Referring expression data
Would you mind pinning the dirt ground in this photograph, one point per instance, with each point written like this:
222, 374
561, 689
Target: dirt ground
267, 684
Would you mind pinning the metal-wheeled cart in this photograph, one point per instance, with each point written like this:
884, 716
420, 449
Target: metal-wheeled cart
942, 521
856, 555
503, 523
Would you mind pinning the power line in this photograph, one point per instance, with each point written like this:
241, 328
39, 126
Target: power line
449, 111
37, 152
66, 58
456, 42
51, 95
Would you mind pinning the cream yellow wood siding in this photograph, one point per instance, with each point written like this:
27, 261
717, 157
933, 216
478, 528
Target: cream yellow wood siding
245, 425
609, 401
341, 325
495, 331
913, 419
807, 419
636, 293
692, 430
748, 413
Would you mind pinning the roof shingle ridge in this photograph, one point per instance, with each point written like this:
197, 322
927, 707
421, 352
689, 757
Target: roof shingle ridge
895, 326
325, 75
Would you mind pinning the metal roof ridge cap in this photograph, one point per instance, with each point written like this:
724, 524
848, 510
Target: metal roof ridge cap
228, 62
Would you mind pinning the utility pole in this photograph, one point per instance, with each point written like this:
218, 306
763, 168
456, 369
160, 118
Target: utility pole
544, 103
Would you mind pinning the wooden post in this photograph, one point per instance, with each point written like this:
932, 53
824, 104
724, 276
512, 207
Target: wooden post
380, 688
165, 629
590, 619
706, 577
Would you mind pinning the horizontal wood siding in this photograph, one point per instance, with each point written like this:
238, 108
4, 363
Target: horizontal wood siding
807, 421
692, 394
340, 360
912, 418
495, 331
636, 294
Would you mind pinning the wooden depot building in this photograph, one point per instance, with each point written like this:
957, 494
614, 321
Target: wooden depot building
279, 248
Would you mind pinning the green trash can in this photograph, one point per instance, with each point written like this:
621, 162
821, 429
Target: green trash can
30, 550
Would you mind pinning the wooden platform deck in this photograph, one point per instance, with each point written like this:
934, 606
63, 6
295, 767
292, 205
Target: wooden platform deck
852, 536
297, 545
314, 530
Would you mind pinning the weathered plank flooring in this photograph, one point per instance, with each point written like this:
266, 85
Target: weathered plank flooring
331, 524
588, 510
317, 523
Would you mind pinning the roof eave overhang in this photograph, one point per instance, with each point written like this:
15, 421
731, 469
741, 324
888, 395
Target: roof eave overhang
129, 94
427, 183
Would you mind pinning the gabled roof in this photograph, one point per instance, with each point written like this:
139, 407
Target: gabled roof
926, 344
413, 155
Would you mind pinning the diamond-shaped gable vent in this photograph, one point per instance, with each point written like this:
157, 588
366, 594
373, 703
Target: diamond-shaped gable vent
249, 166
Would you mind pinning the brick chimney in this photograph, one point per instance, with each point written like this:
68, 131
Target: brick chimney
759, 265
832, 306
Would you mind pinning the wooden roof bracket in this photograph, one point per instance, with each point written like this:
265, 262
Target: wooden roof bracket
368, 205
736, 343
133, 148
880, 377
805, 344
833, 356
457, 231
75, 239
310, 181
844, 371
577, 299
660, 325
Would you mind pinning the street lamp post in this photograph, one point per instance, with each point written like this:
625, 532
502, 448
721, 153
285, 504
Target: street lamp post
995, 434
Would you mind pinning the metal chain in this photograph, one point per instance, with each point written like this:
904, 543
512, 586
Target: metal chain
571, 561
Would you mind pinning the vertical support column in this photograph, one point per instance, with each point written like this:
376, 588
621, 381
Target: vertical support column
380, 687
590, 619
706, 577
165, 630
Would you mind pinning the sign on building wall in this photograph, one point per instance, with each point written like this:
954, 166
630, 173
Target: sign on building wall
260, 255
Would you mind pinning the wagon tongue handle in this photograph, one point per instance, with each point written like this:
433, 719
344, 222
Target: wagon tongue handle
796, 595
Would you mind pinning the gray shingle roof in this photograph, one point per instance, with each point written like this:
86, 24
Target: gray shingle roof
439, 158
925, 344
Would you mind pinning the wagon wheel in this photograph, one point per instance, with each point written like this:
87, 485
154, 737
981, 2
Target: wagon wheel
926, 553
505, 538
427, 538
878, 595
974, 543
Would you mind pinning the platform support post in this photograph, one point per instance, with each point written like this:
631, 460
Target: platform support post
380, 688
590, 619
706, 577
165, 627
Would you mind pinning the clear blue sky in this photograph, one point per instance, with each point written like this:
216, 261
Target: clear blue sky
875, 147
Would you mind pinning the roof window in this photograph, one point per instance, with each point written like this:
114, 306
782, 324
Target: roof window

» **Prompt**:
Say how many lines in the data include the string "window", giving the number alone.

» **Task answer**:
2